- [Exercise prompt]:
Set down the whole listing verbatim.

- [Given records]:
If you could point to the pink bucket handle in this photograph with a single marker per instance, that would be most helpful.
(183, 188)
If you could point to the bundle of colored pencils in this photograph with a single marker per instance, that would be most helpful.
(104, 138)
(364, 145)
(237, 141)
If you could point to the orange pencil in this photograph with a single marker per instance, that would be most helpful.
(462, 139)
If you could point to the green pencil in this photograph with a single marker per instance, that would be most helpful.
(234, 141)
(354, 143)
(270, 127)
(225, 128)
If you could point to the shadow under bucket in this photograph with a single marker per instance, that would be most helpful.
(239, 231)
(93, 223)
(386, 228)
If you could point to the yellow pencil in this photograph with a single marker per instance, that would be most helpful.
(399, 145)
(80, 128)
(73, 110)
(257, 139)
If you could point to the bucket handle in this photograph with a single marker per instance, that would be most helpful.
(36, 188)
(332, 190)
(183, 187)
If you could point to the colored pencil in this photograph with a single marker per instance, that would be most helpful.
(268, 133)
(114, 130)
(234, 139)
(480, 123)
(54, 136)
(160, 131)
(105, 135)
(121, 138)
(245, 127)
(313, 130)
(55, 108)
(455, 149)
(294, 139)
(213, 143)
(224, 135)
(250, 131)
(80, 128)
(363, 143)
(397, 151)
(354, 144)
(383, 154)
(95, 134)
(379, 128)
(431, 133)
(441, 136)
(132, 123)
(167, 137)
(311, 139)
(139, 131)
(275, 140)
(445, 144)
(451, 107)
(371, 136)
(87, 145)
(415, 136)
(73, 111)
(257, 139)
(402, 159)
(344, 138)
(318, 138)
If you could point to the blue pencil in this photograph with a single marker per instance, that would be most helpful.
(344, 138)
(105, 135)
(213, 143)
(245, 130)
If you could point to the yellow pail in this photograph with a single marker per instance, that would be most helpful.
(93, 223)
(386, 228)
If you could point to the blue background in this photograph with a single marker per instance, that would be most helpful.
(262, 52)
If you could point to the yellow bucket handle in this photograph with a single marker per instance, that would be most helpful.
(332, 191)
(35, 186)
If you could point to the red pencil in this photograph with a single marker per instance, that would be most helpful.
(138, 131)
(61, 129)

- [Task answer]:
If you could point to the pink bucket handle in this photograph with a single marker per instance, that would be most helpful.
(183, 188)
If you could point to the bundle of colored pencils in this photograph with a single marker per instance, that would be most helpful.
(104, 138)
(364, 145)
(237, 141)
If you could point to the orange pencil in this photograph with a single marker per instance, that would be most helpful.
(462, 139)
If you could point to the green pencil in this photograph with a single marker per instance, that would be most helpful.
(234, 141)
(354, 143)
(270, 127)
(225, 128)
If you could point to the shadow under bucket in this photograph with a single marker per instance, that would be most helpful.
(239, 231)
(93, 223)
(386, 228)
If you could point to the yellow pencil in this photograph with a single marker per instance, that would be most helpful.
(399, 145)
(80, 128)
(73, 110)
(257, 139)
If you could point to the bucket handle in this photograph with a single marker per instance, that would be most helpful.
(36, 188)
(332, 190)
(183, 187)
If you could point to the colored pencil in this photograph with a single marker per instance, that would be most helpful.
(268, 133)
(114, 130)
(234, 139)
(480, 123)
(54, 136)
(160, 131)
(105, 135)
(121, 138)
(245, 127)
(313, 130)
(55, 108)
(455, 149)
(294, 139)
(213, 143)
(224, 135)
(250, 131)
(80, 128)
(363, 143)
(397, 151)
(354, 144)
(383, 154)
(95, 134)
(379, 128)
(431, 133)
(441, 136)
(132, 123)
(167, 137)
(311, 139)
(139, 131)
(275, 140)
(445, 144)
(451, 107)
(371, 136)
(87, 145)
(415, 136)
(73, 111)
(257, 139)
(402, 159)
(344, 138)
(318, 138)
If you could point to the blue pencil in this photograph with a single marker per instance, that would be most helpful.
(344, 138)
(105, 135)
(213, 143)
(245, 130)
If you could point to the yellow pail in this photograph with a single marker per instance, that would be most helpful.
(93, 223)
(386, 228)
If you could point to the blue background in this photograph with a single marker per instance, that would be most helpful.
(262, 52)
If you could point to the yellow bucket handle in this photograph with a single marker per instance, that would be most helpful.
(332, 191)
(35, 186)
If you could point to the red pencil in this photograph with a single marker per instance, that would be most helpful.
(138, 131)
(61, 129)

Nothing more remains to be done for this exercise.